:: Passage shown ::
Fourth, when using the Berkeley DB Transactional Data Store product, the page size may affect the errors from which your database can recover See Berkeley DB recoverability for more information.

Selecting a cache size

The size of the cache used for the underlying database can be specified by calling the DB->set_cachesize() method. Choosing a cache size is, unfortunately, an art. Your cache must be at least large enough for your working set plus some overlap for unexpected situations.

When using the Btree access method, you must have a cache big enough for the minimum working set for a single access. This will include a root page, one or more internal pages (depending on the depth of your tree), and a leaf page. If your cache is any smaller than that, each new page will force out the least-recently-used page, and Berkeley DB will re-read the root page of the tree anew on each database request.

If your keys are of moderate size (a few tens of bytes) and your pages are on the order of 4KB to 8KB, most Btree applications will be only three levels. For example, using 20 byte keys with 20 bytes of data associated with each key, a 8KB page can hold roughly 400 keys (or 200 key/data pairs), so a fully populated three-level Btree will hold 32 million key/data pairs, and a tree with only a 50% page-fill factor will still hold 16 million key/data pairs. We rarely expect trees to exceed five levels, although Berkeley DB will support trees up to 255 levels.
:::
Requirement 1:
Reproduce everything in the Berkeley DB cache-size passage from "The size of" down to "for unexpected situations.".
Requirement 2:
Answer these from the Berkeley DB cache-size passage:
(a) Which method is called to specify the cache size for the underlying database?
(b) With keys of moderate size and pages of about 4KB to 8KB, how many levels will most Btree applications have?
(c) Up to how many levels can a Berkeley DB tree go?
:: Data supplied ::
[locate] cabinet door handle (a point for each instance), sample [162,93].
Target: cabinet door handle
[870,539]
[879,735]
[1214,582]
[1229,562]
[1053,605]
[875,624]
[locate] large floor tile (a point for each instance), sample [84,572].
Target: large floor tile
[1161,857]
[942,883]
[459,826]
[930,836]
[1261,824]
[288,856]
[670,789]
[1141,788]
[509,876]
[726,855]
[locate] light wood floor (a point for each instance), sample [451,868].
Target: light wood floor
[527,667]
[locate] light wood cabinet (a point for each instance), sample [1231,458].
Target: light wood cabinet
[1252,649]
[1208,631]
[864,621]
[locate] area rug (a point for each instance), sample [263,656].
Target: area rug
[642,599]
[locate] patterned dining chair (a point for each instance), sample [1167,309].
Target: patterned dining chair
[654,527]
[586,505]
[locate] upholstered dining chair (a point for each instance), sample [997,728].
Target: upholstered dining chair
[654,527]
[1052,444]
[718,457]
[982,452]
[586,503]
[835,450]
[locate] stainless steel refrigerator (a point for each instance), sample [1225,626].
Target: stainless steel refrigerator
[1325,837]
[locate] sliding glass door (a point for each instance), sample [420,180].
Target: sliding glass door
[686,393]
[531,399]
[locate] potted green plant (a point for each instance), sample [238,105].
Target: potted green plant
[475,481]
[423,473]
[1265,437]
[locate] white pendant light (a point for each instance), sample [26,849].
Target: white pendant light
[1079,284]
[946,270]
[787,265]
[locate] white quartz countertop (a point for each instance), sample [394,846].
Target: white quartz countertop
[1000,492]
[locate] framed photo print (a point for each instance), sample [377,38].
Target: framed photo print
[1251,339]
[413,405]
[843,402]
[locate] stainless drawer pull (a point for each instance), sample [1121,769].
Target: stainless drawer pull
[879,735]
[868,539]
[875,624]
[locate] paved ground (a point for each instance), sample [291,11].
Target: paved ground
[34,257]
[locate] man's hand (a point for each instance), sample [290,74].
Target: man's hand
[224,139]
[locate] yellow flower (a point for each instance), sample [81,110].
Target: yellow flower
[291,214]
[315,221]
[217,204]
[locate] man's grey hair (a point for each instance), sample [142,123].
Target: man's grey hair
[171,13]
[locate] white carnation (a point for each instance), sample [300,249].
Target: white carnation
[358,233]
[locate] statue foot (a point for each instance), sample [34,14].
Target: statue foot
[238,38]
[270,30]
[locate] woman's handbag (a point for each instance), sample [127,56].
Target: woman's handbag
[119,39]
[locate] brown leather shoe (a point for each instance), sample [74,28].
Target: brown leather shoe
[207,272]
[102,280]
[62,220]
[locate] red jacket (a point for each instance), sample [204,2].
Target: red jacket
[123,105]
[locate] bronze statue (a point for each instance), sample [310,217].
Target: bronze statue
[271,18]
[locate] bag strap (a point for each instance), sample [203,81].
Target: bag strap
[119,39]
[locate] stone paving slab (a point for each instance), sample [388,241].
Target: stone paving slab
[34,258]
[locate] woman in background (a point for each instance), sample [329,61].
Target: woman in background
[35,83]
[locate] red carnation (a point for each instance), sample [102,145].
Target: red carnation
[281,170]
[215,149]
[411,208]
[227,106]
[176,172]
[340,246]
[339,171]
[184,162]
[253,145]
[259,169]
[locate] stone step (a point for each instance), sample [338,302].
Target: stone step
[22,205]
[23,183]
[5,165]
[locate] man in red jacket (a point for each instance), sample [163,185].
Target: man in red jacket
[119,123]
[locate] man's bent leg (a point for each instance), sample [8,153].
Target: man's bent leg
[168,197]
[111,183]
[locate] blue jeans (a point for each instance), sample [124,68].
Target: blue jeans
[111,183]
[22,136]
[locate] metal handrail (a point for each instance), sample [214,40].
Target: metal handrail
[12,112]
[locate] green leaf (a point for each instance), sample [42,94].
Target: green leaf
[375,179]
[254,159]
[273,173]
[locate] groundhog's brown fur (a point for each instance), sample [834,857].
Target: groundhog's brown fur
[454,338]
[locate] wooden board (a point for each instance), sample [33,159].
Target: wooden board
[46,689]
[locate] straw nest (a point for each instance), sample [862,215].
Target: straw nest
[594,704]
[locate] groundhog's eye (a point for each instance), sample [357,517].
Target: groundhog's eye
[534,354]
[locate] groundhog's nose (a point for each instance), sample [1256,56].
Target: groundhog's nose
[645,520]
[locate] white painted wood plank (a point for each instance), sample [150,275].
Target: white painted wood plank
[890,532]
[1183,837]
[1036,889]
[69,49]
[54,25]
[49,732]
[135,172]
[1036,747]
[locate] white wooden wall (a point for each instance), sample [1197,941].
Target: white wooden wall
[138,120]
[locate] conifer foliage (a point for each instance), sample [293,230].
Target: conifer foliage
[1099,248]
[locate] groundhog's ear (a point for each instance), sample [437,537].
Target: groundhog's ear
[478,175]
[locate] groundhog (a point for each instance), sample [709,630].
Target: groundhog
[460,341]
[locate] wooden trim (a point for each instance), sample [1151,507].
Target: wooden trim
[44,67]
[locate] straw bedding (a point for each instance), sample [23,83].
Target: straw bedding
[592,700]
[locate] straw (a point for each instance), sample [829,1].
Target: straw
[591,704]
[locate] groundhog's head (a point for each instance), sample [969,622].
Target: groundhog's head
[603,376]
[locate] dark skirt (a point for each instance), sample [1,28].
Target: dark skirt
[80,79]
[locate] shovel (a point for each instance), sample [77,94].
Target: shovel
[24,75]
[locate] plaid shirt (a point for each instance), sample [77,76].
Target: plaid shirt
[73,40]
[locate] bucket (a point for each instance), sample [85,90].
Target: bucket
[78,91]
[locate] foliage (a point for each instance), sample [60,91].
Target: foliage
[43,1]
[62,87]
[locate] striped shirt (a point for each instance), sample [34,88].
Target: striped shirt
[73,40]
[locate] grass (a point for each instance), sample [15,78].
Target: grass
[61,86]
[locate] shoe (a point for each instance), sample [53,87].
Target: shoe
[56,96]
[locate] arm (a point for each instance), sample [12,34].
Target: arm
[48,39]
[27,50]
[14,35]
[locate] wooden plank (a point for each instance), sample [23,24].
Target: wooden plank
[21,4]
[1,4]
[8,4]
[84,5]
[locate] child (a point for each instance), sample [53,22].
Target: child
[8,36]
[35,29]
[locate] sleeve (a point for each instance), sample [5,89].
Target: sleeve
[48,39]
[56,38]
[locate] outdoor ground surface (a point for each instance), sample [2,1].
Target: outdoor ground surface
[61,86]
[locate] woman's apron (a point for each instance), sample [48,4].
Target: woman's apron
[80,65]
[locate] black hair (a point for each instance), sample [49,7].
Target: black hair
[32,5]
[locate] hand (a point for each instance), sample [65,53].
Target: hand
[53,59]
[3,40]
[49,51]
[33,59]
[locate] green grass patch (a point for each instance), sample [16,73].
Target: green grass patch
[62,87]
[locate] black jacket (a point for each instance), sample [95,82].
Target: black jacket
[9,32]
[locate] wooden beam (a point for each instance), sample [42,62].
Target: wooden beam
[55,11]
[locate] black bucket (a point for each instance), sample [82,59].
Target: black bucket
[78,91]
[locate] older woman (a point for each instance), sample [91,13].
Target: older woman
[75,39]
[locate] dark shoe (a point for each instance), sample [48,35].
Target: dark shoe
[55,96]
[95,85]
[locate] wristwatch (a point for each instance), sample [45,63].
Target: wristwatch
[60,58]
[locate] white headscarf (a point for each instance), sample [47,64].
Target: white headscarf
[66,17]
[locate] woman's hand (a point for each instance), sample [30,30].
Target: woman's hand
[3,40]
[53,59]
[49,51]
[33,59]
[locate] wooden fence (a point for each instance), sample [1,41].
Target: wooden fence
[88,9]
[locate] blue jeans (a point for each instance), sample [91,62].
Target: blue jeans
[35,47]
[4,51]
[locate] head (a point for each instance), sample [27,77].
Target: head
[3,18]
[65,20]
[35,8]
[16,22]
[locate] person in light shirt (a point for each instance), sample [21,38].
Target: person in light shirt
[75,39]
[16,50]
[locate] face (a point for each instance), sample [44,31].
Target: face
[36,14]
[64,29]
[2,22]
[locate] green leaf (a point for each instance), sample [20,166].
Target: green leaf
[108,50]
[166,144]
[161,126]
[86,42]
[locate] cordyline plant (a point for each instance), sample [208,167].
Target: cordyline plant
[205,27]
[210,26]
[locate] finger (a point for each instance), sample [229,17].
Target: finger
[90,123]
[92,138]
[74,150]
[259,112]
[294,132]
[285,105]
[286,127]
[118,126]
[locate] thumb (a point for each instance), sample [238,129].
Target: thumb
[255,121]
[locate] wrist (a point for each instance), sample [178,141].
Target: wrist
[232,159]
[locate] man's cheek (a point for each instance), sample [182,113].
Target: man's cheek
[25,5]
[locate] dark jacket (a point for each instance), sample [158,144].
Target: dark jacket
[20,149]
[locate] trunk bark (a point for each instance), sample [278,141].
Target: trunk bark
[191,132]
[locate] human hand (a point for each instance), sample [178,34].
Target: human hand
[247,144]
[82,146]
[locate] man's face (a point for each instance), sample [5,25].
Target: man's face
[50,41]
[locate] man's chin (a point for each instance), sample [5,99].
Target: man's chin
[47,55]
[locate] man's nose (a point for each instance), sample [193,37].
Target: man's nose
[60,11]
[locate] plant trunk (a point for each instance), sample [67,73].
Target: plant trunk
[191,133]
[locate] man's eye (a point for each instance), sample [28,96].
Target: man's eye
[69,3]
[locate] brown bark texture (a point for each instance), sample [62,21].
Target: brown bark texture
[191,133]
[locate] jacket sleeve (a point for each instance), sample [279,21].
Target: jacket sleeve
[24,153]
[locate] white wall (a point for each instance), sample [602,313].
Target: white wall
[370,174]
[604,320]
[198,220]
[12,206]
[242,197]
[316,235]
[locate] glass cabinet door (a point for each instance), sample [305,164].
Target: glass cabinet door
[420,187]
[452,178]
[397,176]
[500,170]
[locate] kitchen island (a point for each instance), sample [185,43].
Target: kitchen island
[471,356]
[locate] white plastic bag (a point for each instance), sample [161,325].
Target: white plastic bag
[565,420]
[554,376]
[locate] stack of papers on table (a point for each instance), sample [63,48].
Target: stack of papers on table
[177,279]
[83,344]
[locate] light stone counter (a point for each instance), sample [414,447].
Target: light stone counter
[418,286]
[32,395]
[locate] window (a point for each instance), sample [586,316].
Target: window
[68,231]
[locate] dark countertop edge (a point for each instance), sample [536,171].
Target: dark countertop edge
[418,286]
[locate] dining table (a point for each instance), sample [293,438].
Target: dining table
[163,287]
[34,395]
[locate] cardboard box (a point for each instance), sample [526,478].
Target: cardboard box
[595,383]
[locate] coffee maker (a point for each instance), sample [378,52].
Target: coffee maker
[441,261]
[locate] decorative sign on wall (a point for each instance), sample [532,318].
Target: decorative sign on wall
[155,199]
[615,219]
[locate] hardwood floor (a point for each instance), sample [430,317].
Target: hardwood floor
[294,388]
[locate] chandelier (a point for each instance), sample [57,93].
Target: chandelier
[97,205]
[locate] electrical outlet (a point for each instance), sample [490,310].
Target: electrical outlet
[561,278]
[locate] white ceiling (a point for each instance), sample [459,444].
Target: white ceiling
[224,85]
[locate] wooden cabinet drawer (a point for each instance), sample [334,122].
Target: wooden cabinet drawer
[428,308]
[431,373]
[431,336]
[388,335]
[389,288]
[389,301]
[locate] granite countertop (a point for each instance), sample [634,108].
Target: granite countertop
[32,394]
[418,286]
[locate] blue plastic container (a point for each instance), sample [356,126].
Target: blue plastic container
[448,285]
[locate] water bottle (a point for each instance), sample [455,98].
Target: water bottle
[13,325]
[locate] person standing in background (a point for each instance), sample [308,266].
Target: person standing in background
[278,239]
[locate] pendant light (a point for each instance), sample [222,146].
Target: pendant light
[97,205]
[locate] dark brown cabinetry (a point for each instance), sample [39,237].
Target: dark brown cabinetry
:::
Task solution 1:
The size of the cache used for the underlying database can be specified by calling the DB->set_cachesize() method. Choosing a cache size is, unfortunately, an art. Your cache must be at least large enough for your working set plus some overlap for unexpected situations.

Task solution 2:
(a) DB->set_cachesize()
(b) Three
(c) 255